▶ [Fragmento del documento]
Madre de Dios es un título eterno, irreversible, porque irreversible es la Encarnación del Verbo. Y del mismo modo que en la Jerusalén celeste existe la humanidad de Cristo glorificada, la humanidad de aquel que había muerto pero que ahora está vivo (cfr. Ap 1, 18), existe también, y es reconocida y honrada como tal, su madre. Si Jesús no se avergüenza de llamarnos «hermanos suyos» (cfr. Hb 2b), ¿por qué tendría que avergonzarse de llamar Madre a María? Para mostrar quién es y su independencia divina él no necesita -como algunos grandes paladines contemporáneos de la libertad humana- renegar de haber tenido una madre.

▶ [Datos del ejercicio]
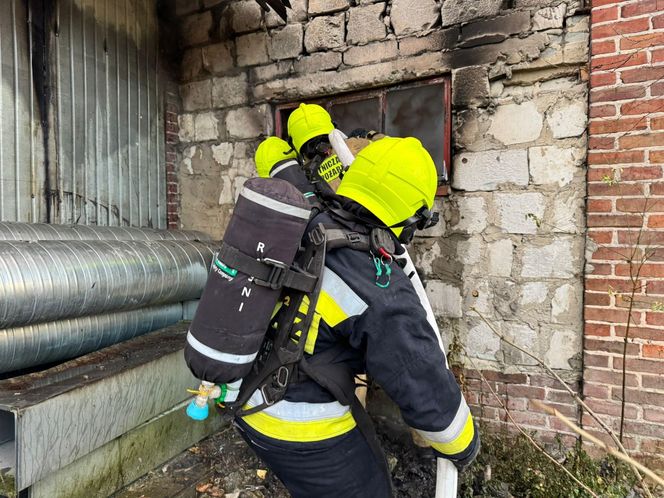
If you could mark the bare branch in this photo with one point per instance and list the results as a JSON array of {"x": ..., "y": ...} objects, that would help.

▶ [Lista de ejercicios]
a - Según el fragmento sobre la Madre de Dios, ¿por qué ese título es irreversible?
b - Escribe cómo sigue el fragmento sobre la Madre de Dios a partir de la última oración.

▶ [Respuestas por ejercicio]
a - Porque la Encarnación del Verbo es irreversible.

b -
El título «Madre de Dios» es, también hoy, el punto de encuentro y la base común para todos los cristianos de la que poder partir para lograr el acuerdo en torno al lugar que María ocupa en la fe. Éste es el único título ecuménico, no sólo de derecho porque haya sido definido en un concilio ecuménico, sino también de hecho porque es reconocido por todas las Iglesias. Hemos escuchado lo que pensaba Lutero. En otra ocasión, él escribió:

«El artículo que afirma que María es Madre de Dios está vigente en la Iglesia desde los orígenes, y el concilio de Éfeso no lo definió como nuevo, porque es una verdad afirmada ya en el Evangelio y en la Sagrada Escritura… Estas palabras (Lc 1, 32; Ga 4, 4) afirman con firmeza que María es verdaderamente la Madre de Dios» «Nosotros creemos, enseñamos y confesamos -se lee en una fórmula de fe compuesta después de su muerte- que María es llamada justamente Madre de Dios y que lo es verdaderamente». Otro iniciador de la Reforma escribe: «María es llamada, justamente a mi juicio, Madre de Dios, Theotókos»; y en otro lugar llama a María del mismo modo: «la divina Theotókos, elegida todavía antes de tener fe». Calvino, a su vez, escribe: «La Escritura nos declara explícitamente que deberá nacer de la Virgen María, que será llamado Hijo de Dios (Le 1, 32) y que la Virgen misma es Madre de nuestro Señor».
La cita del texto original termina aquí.